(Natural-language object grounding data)
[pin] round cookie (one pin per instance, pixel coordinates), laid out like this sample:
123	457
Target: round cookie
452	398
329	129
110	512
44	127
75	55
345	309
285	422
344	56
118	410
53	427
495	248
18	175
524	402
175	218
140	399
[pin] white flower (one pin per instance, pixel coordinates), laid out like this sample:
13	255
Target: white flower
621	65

--

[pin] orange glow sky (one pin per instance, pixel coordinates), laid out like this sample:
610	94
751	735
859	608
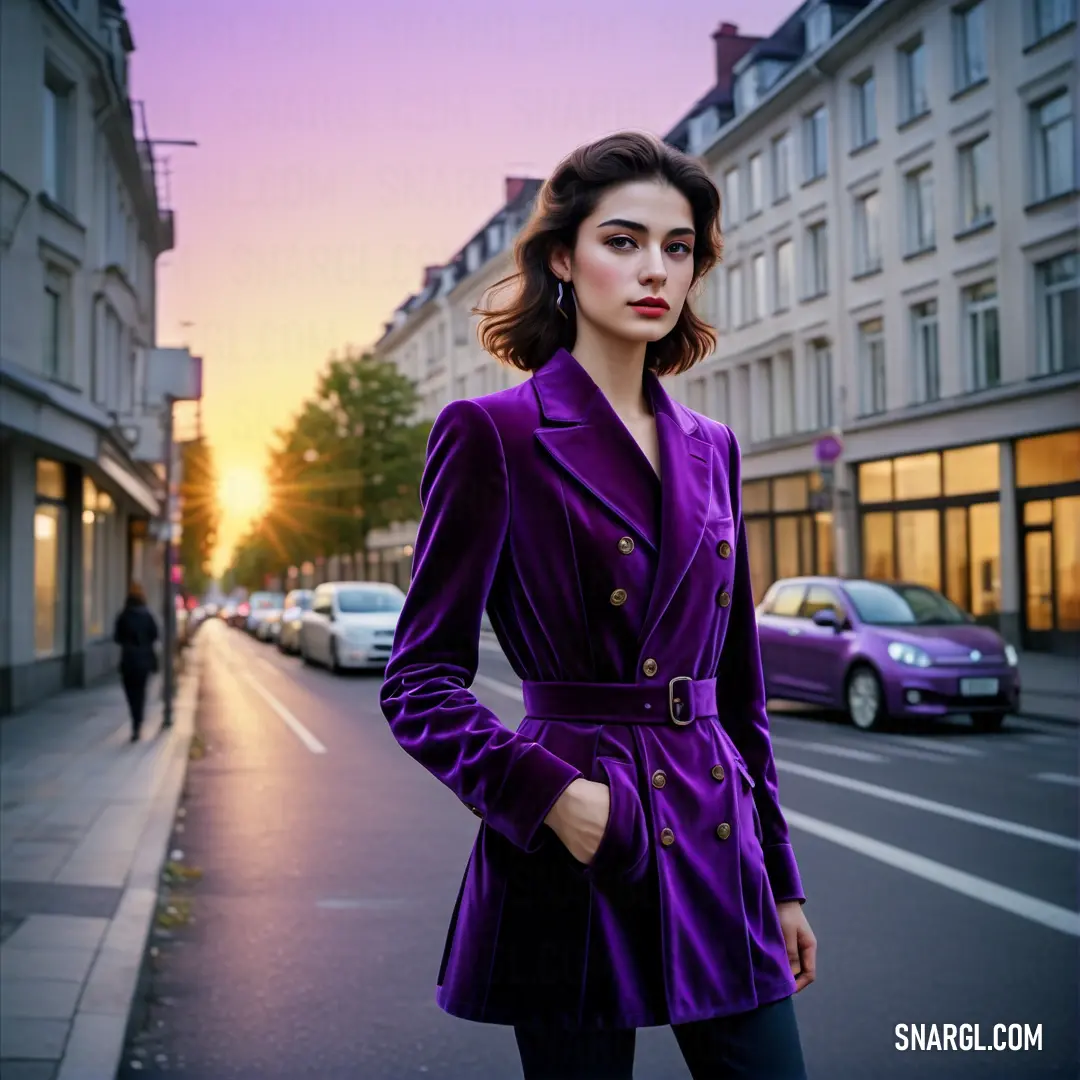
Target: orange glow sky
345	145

[ACTIVITY]: Show, from the records above, every line that includes "this".

[ANSWER]:
[pin] round cookie (one pin per instance, pixel coordinates), laid out like this sample:
[pin] white flower (one pin per instance, pixel coordinates), laid out like this sample:
[pin] orange glow sky (one pin per instance, pixel coordinates), laid out like this sample:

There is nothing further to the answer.